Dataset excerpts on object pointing
___
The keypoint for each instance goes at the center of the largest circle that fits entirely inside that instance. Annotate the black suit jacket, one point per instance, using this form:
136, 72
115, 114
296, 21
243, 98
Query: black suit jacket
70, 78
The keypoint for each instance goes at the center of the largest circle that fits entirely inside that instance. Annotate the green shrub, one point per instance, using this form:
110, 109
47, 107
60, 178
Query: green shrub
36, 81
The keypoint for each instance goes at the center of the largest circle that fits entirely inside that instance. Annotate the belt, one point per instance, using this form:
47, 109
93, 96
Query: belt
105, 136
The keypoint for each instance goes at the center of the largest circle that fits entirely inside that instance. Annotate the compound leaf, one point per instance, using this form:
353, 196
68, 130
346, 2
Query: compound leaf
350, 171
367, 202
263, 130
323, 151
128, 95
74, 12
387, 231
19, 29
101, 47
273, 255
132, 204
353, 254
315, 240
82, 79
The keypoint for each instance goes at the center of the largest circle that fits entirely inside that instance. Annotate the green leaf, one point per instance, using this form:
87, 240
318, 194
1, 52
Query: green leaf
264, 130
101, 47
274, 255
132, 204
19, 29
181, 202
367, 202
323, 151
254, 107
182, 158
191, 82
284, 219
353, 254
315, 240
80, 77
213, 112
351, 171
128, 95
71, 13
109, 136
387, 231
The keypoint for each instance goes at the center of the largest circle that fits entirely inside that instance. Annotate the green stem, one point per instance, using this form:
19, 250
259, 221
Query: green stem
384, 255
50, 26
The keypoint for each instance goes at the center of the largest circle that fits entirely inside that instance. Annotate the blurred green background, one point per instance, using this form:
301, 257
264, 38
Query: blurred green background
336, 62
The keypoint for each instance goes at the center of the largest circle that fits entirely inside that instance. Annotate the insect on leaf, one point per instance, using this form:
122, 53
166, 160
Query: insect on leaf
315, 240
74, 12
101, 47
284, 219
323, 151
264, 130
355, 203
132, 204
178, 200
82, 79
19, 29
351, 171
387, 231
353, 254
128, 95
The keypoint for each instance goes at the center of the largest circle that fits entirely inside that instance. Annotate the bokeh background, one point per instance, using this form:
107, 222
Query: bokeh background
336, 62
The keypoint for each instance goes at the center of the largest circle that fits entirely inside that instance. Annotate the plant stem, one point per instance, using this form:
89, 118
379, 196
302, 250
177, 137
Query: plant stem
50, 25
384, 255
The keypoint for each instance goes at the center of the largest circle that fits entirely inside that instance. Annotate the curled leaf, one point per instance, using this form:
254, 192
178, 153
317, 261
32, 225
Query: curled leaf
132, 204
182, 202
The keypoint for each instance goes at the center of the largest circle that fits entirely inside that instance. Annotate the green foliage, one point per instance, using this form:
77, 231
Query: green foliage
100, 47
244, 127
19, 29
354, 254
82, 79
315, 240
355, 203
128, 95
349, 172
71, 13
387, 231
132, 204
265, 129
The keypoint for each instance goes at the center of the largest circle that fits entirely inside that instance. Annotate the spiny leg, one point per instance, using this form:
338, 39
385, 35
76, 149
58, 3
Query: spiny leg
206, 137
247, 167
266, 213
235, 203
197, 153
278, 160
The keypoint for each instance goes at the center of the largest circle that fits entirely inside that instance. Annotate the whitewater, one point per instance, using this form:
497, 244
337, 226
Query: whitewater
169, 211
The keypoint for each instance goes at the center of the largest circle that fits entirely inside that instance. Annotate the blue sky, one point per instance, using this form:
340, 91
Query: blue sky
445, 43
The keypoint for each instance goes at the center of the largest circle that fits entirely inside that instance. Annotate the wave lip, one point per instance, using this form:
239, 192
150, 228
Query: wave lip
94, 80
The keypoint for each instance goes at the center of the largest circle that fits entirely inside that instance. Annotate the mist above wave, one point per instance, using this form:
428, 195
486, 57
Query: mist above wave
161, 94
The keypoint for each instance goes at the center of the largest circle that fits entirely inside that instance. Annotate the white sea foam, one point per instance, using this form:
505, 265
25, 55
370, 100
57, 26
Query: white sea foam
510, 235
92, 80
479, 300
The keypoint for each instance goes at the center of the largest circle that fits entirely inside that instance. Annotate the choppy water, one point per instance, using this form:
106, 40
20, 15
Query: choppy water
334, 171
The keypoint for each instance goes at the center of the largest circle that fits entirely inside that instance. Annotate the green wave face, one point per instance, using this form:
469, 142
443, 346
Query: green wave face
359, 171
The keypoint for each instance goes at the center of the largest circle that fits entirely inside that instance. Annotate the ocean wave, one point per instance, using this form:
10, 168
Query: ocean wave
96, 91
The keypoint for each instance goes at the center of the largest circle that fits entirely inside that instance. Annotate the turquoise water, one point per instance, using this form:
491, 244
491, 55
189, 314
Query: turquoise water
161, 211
___
Set problem
Would you restate each of the entries word for word?

Expected output
The keypoint for each instance goes at the center of the largest circle that fits entirely inside that instance. Annotate the black suit jacket, one point per instance, using this form:
136, 72
115, 114
296, 21
243, 98
Query: black suit jacket
70, 78
The keypoint for each instance goes at the center of the largest circle that fits entirely inside that instance. Annotate the green shrub, one point per instance, using this form:
110, 109
47, 107
60, 178
Query: green shrub
36, 81
The keypoint for each instance goes at the center of the largest circle that fits entirely inside that instance. Annotate the belt, one point per instance, using this form:
47, 109
93, 96
Query: belt
105, 136
The keypoint for each instance goes at the center of the largest circle that fits entirely inside that instance. Annotate the compound leaf, one point per instance, using this form:
353, 196
68, 130
346, 2
Query: compound leaf
350, 171
367, 202
263, 130
323, 151
128, 95
74, 12
387, 231
19, 29
101, 47
273, 255
132, 204
353, 254
315, 240
82, 79
The keypoint for each instance goes at the center of the largest circle that fits entirely inside that instance. Annotate the green leaf, one point per instance, using this form:
87, 240
318, 194
1, 52
Query: green leaf
264, 130
101, 47
274, 255
132, 204
19, 29
181, 202
367, 202
323, 151
254, 107
182, 158
191, 82
284, 219
353, 254
315, 240
80, 77
213, 112
351, 171
128, 95
71, 13
109, 136
387, 231
The keypoint for each instance goes at the center of the largest circle that fits entirely inside that instance. Annotate the green stem, one point per instance, using this form:
19, 250
259, 221
Query: green stem
384, 255
50, 26
The keypoint for each instance goes at the center of the largest circle that fits entirely inside that instance. Annotate the blurred green background, one point per instance, using this form:
301, 257
264, 38
Query: blurred green background
336, 62
The keypoint for each instance goes at the center of the largest circle that fits entirely inside that instance. Annotate the insect on leaf, one point per instance, using this form:
122, 53
166, 160
Query: insect on leaf
315, 240
74, 12
101, 47
284, 219
323, 151
264, 130
355, 203
132, 204
178, 200
82, 79
19, 29
351, 171
387, 231
353, 254
128, 95
The keypoint for each instance goes at the center of the largest circle that fits entirely inside that instance. Annotate the bokeh background, one point per instance, using this form:
107, 222
Query: bokeh background
336, 62
The keypoint for each instance goes at the center of the largest circle that fits entirely inside that instance. Annotate the plant stem, one point per instance, using this form:
89, 118
379, 196
302, 250
177, 137
Query: plant stem
50, 25
384, 255
The keypoint for each instance goes at the center of the largest circle that fits entirely inside that instance. Annotate the curled leaf, one point per instance, using this form:
254, 192
178, 153
317, 261
32, 225
Query: curled leaf
132, 204
182, 202
The keypoint for each instance goes at the center of the largest circle that fits entirely inside that instance. Annotate the green foliage, one point per instance, using this form:
77, 231
Query: green foliage
100, 47
244, 127
19, 29
354, 254
82, 79
315, 240
355, 203
128, 95
349, 172
71, 13
387, 231
132, 204
265, 129
The keypoint for each instance goes at the center of the largest circle that fits entirely inside that instance. Annotate the spiny leg, one point per instance, using this form:
338, 39
385, 35
76, 149
58, 3
Query: spiny leg
206, 137
247, 167
266, 213
235, 203
197, 153
278, 160
The keypoint for each instance goes at the center of the largest circle that fits entirely inside that instance. Annotate the whitewater, one point per instance, using this form:
497, 244
337, 226
Query: whitewater
169, 211
The keypoint for each instance goes at the center of the largest circle that fits entirely inside that instance. Annotate the blue sky, one point per instance, using this form:
340, 91
Query: blue sky
445, 43
The keypoint for each instance goes at the center of the largest circle that fits entirely inside that instance. Annotate the wave lip, one point per instance, using this form:
239, 192
150, 228
Query: wave lip
94, 80
The keypoint for each instance goes at the center of the largest circle that fits entirely inside that instance. Annotate the mist above wave, one point per instance, using this form:
428, 195
486, 57
Query: mist above wave
161, 94
The keypoint for each instance goes at the center of the largest circle that fits entirely inside that instance. Annotate the white sea foam, one point per instance, using this form:
505, 265
25, 55
370, 100
57, 26
Query: white sea foam
510, 235
92, 80
479, 300
The keypoint for each instance goes at the center of the largest circle that fits entirely inside that instance. Annotate the choppy water, one point per instance, using this form:
106, 40
20, 15
Query: choppy water
334, 171
The keypoint for each instance goes at the center of the largest circle that fits entirely inside that instance. Annotate the green wave face, one point per instance, using this form:
469, 142
443, 346
Query: green wave face
359, 171
The keypoint for each instance goes at the center of the largest circle that fits entirely inside that instance. Annotate the ocean wave, one point per instance, using this form:
10, 168
Query: ocean wave
96, 91
The keypoint for each instance goes at the center of the largest circle that fits entirely inside that instance. Annotate the turquoise water, one point per instance, using this form:
491, 244
491, 55
189, 314
Query: turquoise water
161, 211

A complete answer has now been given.